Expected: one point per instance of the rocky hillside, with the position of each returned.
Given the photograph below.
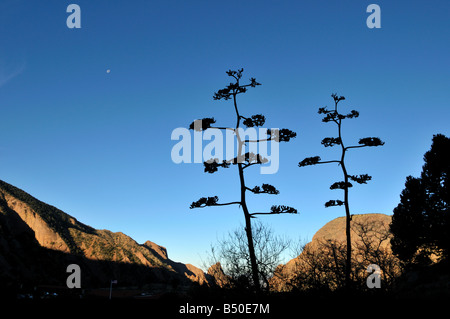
(38, 241)
(370, 236)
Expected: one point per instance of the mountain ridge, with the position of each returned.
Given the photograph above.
(50, 228)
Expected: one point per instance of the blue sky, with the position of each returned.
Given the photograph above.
(97, 145)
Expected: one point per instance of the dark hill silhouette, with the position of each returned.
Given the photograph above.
(38, 242)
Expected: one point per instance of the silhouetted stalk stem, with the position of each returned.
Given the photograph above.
(248, 223)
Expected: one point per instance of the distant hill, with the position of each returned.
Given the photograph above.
(38, 241)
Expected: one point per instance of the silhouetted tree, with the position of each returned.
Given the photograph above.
(421, 221)
(243, 161)
(336, 117)
(233, 254)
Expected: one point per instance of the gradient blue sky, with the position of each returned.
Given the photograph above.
(97, 145)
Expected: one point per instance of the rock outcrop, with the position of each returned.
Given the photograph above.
(31, 228)
(368, 232)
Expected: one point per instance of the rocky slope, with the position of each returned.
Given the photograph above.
(369, 231)
(38, 241)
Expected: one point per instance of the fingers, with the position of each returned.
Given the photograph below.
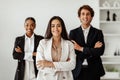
(18, 49)
(98, 44)
(73, 42)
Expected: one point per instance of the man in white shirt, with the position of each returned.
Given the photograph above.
(89, 46)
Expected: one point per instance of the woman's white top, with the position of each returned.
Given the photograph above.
(63, 68)
(29, 64)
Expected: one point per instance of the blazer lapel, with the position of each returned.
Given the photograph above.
(64, 52)
(90, 34)
(21, 42)
(48, 50)
(80, 33)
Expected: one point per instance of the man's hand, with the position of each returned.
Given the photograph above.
(98, 44)
(76, 46)
(18, 49)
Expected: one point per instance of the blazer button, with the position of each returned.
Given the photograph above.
(63, 77)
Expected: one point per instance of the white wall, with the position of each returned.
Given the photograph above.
(13, 14)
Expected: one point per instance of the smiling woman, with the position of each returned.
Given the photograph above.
(13, 13)
(58, 61)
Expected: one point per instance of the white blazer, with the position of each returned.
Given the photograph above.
(62, 70)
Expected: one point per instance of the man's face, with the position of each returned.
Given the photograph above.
(85, 17)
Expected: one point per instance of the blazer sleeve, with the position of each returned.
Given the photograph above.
(67, 65)
(96, 51)
(17, 55)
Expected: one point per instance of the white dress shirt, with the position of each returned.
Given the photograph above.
(29, 64)
(85, 32)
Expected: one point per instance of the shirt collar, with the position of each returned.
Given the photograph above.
(32, 37)
(87, 29)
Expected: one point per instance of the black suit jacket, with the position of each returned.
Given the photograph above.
(20, 41)
(89, 52)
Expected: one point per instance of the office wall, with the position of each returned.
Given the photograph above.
(13, 14)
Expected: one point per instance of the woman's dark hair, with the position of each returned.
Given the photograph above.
(30, 18)
(64, 33)
(87, 7)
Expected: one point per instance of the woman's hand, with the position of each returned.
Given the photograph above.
(98, 44)
(18, 49)
(44, 63)
(76, 46)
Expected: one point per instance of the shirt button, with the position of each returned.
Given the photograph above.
(63, 77)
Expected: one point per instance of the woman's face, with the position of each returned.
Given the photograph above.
(29, 27)
(56, 28)
(85, 17)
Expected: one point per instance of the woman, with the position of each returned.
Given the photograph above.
(55, 54)
(25, 52)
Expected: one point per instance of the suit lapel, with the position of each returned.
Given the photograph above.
(65, 47)
(80, 33)
(90, 34)
(22, 42)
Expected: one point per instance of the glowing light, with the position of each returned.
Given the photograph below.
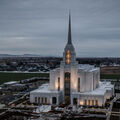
(68, 57)
(81, 102)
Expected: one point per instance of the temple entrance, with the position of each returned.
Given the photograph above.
(67, 88)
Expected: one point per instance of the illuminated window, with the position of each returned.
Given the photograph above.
(88, 102)
(68, 57)
(39, 100)
(35, 99)
(42, 100)
(96, 102)
(78, 84)
(85, 102)
(58, 83)
(45, 100)
(92, 102)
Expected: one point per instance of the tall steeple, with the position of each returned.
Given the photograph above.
(69, 31)
(69, 55)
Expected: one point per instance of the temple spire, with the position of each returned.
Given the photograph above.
(69, 31)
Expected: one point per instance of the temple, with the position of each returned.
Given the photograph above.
(73, 83)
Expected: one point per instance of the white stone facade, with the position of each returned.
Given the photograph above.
(73, 83)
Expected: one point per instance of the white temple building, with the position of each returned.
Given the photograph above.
(73, 83)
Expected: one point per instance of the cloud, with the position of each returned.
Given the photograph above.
(40, 27)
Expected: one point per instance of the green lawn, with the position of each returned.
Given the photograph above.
(6, 76)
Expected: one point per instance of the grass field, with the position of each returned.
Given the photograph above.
(6, 76)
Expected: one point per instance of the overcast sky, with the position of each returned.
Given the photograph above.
(41, 26)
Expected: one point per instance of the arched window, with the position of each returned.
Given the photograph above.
(35, 99)
(68, 57)
(38, 99)
(85, 102)
(75, 101)
(54, 100)
(45, 100)
(78, 84)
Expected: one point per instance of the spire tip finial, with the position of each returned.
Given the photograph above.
(69, 30)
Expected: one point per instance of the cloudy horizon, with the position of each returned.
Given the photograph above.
(40, 27)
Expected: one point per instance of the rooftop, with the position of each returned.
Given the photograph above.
(44, 89)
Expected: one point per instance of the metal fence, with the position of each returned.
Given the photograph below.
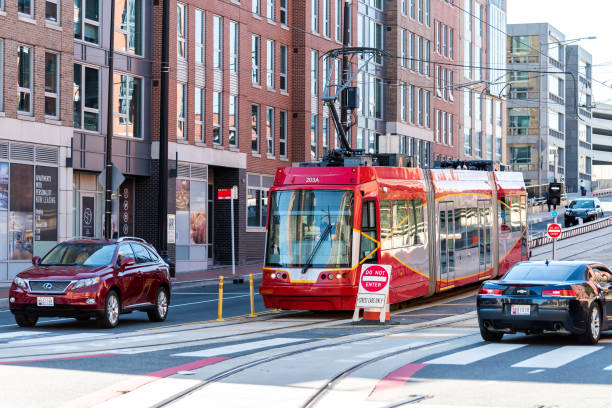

TASK REQUIREMENTS:
Search the preceding listing for "blazer", then copy every line that holds it.

RESPONSE AREA:
Expected: one point per instance of the blazer lapel, with the position of each returned.
Expected: one point per instance of the blazer button, with the position of each returned.
Expected: one point per instance of the white blazer, with the position of each returned.
Expected: one point per instance of the blazer sleeve, with the position of each returned.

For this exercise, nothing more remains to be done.